### 练习任务 A
在最优二叉搜索树代码的注释中，s[i][j] 表示什么？
### 练习任务 B
请接着最优二叉搜索树代码的末尾往下写，补全其余部分。

### 阅读节选
#include<iostream>
using namespace std;
void OptimalBST(float*p_Node,float*p_NonNode, float m [6][6],float w[6][6],float s[6][6],int NodeNum)
{
///初始化
for(int i = 0;i<=NodeNum;i++){
w[i+1][i] = p_NonNode[i];
m[i+1][i] = 0;
}
for(int r = 0;r<NodeNum;r++)
for(int i = 1;i<=NodeNum-r;i++){
int j = i+r;
w[i][j] = w[i][j-1]+p_NonNode[j]+p_Node[j];
m[i][j] = m[i+1][j];
///s[i][j]表示最优树T(i,j)的根节点元素的下标
s[i][j] = i;
for(int k = i+1;k<=j;k++){
float t = m[i][k-1]+m[k+1][j];
if(t<m[i][j]){
//cout<<"m[i][j]="<<m[i][j];
//cout<<" t=" <<t;
//cout<<" k="<<k<<endl;
m[i][j] = t;
s[i][j] = k;
}
}
m[i][j] += w[i][j];
}
}
int main()

### 数据集节选
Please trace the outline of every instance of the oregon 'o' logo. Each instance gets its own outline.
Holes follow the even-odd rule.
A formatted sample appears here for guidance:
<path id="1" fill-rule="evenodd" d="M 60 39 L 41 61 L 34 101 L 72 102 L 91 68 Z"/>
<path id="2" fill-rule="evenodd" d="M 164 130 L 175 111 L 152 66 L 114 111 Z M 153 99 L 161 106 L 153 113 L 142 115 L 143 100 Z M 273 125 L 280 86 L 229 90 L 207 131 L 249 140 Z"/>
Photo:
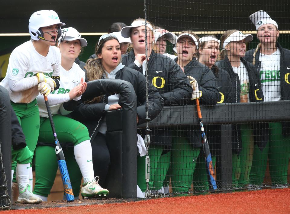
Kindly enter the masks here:
<path id="1" fill-rule="evenodd" d="M 161 80 L 161 83 L 159 79 Z M 162 88 L 164 87 L 164 85 L 165 84 L 165 80 L 163 77 L 155 77 L 152 80 L 152 83 L 157 88 Z"/>
<path id="2" fill-rule="evenodd" d="M 287 73 L 285 75 L 285 81 L 288 84 L 290 84 L 290 82 L 289 82 L 289 80 L 288 79 L 288 77 L 289 74 L 290 74 L 290 73 Z"/>
<path id="3" fill-rule="evenodd" d="M 224 102 L 224 95 L 221 92 L 220 92 L 220 93 L 221 95 L 221 100 L 218 102 L 218 103 L 222 103 Z"/>

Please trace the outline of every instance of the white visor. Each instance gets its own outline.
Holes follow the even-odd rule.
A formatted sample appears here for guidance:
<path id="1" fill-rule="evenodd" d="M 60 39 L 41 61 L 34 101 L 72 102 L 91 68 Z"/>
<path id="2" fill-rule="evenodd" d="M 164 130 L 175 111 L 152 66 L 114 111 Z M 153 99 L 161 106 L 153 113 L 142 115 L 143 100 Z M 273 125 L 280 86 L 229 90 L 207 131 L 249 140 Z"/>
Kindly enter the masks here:
<path id="1" fill-rule="evenodd" d="M 216 38 L 212 36 L 205 36 L 199 38 L 199 44 L 204 42 L 209 42 L 210 41 L 214 41 L 218 42 L 219 45 L 221 43 L 221 41 Z"/>
<path id="2" fill-rule="evenodd" d="M 158 28 L 154 30 L 154 42 L 156 41 L 159 38 L 164 36 L 164 37 L 169 42 L 173 44 L 176 43 L 177 40 L 177 36 L 174 33 L 169 32 L 168 30 Z"/>
<path id="3" fill-rule="evenodd" d="M 82 38 L 82 35 L 79 32 L 73 27 L 66 27 L 62 29 L 62 30 L 66 31 L 66 33 L 64 34 L 65 35 L 63 38 L 64 40 L 73 41 L 78 39 L 80 42 L 81 46 L 84 47 L 87 45 L 88 42 L 87 40 L 85 39 Z"/>
<path id="4" fill-rule="evenodd" d="M 131 43 L 131 39 L 130 38 L 125 38 L 122 36 L 121 31 L 118 32 L 113 32 L 110 34 L 114 36 L 119 40 L 119 42 L 121 43 L 122 42 L 130 42 Z"/>
<path id="5" fill-rule="evenodd" d="M 179 39 L 184 37 L 189 37 L 191 38 L 192 40 L 194 42 L 194 43 L 195 44 L 195 46 L 196 46 L 196 49 L 197 49 L 197 47 L 198 46 L 198 42 L 194 36 L 190 33 L 182 33 L 179 36 L 177 37 L 177 39 L 176 40 L 176 43 Z M 175 47 L 173 48 L 173 50 L 176 52 L 176 45 L 175 45 Z"/>
<path id="6" fill-rule="evenodd" d="M 140 26 L 145 25 L 145 21 L 143 20 L 137 20 L 133 22 L 131 24 L 131 26 L 127 27 L 124 27 L 121 30 L 121 33 L 122 36 L 125 38 L 129 38 L 131 37 L 131 33 L 130 33 L 130 30 L 134 27 L 137 27 Z M 152 31 L 153 30 L 153 28 L 151 25 L 147 23 L 146 26 L 148 27 L 149 29 Z"/>
<path id="7" fill-rule="evenodd" d="M 240 31 L 237 31 L 232 33 L 228 36 L 223 43 L 223 48 L 231 42 L 238 42 L 245 39 L 245 42 L 249 42 L 253 40 L 253 36 L 251 34 L 243 34 Z"/>

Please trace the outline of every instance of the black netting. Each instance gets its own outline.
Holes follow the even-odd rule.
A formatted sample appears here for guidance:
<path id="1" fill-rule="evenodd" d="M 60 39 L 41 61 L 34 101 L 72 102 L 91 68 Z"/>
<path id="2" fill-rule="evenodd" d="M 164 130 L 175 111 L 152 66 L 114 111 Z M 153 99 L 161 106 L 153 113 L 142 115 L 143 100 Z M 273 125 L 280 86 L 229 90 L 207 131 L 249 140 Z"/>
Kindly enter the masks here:
<path id="1" fill-rule="evenodd" d="M 134 37 L 139 27 L 133 54 L 146 54 L 148 82 L 165 101 L 149 124 L 149 196 L 288 186 L 289 5 L 145 1 L 147 51 L 138 49 L 144 37 Z M 138 158 L 144 191 L 145 158 Z"/>

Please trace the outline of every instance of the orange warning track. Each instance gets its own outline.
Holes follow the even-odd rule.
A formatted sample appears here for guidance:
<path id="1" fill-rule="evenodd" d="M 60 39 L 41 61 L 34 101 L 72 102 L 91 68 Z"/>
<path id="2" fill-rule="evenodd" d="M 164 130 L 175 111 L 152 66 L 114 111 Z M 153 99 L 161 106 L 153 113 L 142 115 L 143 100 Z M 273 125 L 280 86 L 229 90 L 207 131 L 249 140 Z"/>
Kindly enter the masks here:
<path id="1" fill-rule="evenodd" d="M 290 188 L 137 202 L 2 211 L 11 213 L 290 213 Z"/>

### 书面答复 A
s[i][j] 表示最优树 T(i,j) 的根节点元素的下标。

### 书面答复 B
{
int NodeNum = 5;
float p_Node[6] = {0,0.1,0.3,0.1,0.2,0.1};
float p_NonNode[6] = {0.04,0.02,0.02,0.05,0.06,0.01};
float m[6][6];
float w[6][6];
float s[6][6] = {-1};
OptimalBST(p_Node,p_NonNode,m,w,s,NodeNum);
for(int i = 0;i<=NodeNum;i++){
for(int j = 0;j<=NodeNum;j++){
cout<<s[i][j]<<" ";
}
cout<<endl;
}
}

运行结果如图
以上算法用s[i][j]保存最优子树T(i,j)的根节点。当s[1][n]=k 时,Xk 为最优搜索树的根节点。T(1,n)的子问题为T(1,k-1)和T(k+1,n),同理可知T(1,k-1)的根节点下标为s[1][k-1]。以此类推可得此问题最优搜索树如图:
算法设计课作业,参考《算法设计与分析》,王晓东著。
如有错误,欢迎评论区批评指正。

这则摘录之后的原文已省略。